Records supplied:
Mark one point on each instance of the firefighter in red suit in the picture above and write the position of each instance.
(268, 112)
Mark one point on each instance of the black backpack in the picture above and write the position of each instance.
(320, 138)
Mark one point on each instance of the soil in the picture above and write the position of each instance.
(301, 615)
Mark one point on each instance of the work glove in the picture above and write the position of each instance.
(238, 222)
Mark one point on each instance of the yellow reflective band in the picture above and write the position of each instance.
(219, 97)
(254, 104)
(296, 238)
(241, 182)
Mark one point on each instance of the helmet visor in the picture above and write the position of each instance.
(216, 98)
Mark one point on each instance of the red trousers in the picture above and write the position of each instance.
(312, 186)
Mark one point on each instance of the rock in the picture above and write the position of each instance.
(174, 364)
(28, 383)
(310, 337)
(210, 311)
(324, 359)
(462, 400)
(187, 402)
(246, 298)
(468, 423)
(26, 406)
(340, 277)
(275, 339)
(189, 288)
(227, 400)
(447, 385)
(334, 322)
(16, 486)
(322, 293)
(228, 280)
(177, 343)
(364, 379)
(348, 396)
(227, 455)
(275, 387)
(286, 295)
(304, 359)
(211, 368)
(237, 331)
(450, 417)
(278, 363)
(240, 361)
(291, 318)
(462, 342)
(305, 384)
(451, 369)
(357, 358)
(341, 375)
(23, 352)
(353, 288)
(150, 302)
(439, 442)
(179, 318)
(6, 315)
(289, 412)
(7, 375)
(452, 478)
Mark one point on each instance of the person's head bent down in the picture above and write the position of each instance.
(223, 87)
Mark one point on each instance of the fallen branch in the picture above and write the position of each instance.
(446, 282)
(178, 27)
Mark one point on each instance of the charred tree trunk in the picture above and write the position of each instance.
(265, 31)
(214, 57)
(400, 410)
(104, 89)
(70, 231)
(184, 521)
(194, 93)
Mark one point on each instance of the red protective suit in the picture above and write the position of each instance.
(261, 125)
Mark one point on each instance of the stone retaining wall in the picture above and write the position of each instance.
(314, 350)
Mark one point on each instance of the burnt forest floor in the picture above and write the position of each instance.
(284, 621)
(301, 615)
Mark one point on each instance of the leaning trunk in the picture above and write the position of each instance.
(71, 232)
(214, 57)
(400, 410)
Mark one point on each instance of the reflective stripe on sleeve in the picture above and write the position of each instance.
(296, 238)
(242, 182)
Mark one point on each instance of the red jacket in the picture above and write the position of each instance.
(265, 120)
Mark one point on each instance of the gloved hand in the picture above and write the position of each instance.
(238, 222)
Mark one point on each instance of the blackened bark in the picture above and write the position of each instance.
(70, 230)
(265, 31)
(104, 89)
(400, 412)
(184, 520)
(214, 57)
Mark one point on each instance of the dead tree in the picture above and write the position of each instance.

Work order: Using the material above, retype every line without altering it.

Solution to this task:
Mark one point on each instance of the firefighter in red suit in the picture above and write the position of each instance.
(268, 112)
Mark one point on each instance of the black backpack in the picture above and write the position of each instance.
(320, 138)
Mark one point on each instance of the soil in the picture above and write the position of each instance.
(301, 615)
Mark one point on each instance of the work glove in the picture above and write the position of each instance.
(238, 222)
Mark one point on each instance of the yellow reflective band in the picture above and write the position of each instance.
(219, 97)
(254, 104)
(296, 238)
(241, 182)
Mark one point on each instance of the helmet visor in the picture above and write the position of each instance.
(216, 98)
Mark one point on each instance of the red trousers in the picture above and write the position of each instance.
(312, 186)
Mark one point on each instance of the rock in the picture above and write the position of each instance.
(174, 364)
(28, 383)
(310, 337)
(210, 311)
(324, 359)
(462, 400)
(187, 402)
(246, 298)
(468, 423)
(26, 406)
(340, 277)
(275, 339)
(189, 288)
(227, 400)
(447, 385)
(334, 322)
(16, 486)
(322, 293)
(228, 280)
(177, 343)
(364, 379)
(348, 396)
(227, 455)
(275, 387)
(286, 295)
(304, 359)
(211, 368)
(237, 331)
(450, 417)
(278, 363)
(240, 361)
(291, 318)
(462, 342)
(305, 384)
(451, 369)
(357, 358)
(341, 375)
(23, 352)
(353, 288)
(150, 302)
(439, 442)
(179, 318)
(6, 315)
(289, 412)
(7, 375)
(452, 478)
Mark one point on each instance of the person's head bent down in the picture above and write the position of each instance.
(223, 87)
Mark one point on each instance of the fallen branch in the picture above and write the position of each instance.
(446, 282)
(178, 27)
Mark one point on each instance of the charred tree trunk in the picture above and write the position of each instance.
(265, 31)
(214, 57)
(400, 410)
(104, 89)
(70, 231)
(184, 521)
(194, 93)
Mark one point on each instance of the red protective suit in the picture above and write the position of each instance.
(261, 125)
Mark one point on each instance of the stone retaining wall in the picture above and write the position of each instance.
(314, 350)
Mark one point on each instance of the burnt forest floor in the picture above and write the position of each instance.
(284, 621)
(301, 615)
Mark one point on each instance of the leaning trunk in the picture above and write the position of each instance.
(71, 232)
(214, 57)
(400, 410)
Mark one point on each instance of the reflective stripe on sleeve in the picture above and write the position of each instance.
(296, 238)
(242, 182)
Mark one point on each instance of the red jacket in the picture above and write the position of each instance.
(265, 120)
Mark one point on each instance of the gloved hand in the picture above and write the position of each instance.
(238, 222)
Mark one point on each instance of the blackened bark in the picture above and write the position of each instance.
(70, 230)
(265, 31)
(104, 89)
(400, 412)
(184, 520)
(214, 57)
Mark one point on each instance of the dead tree in the picture above and write the position of each instance.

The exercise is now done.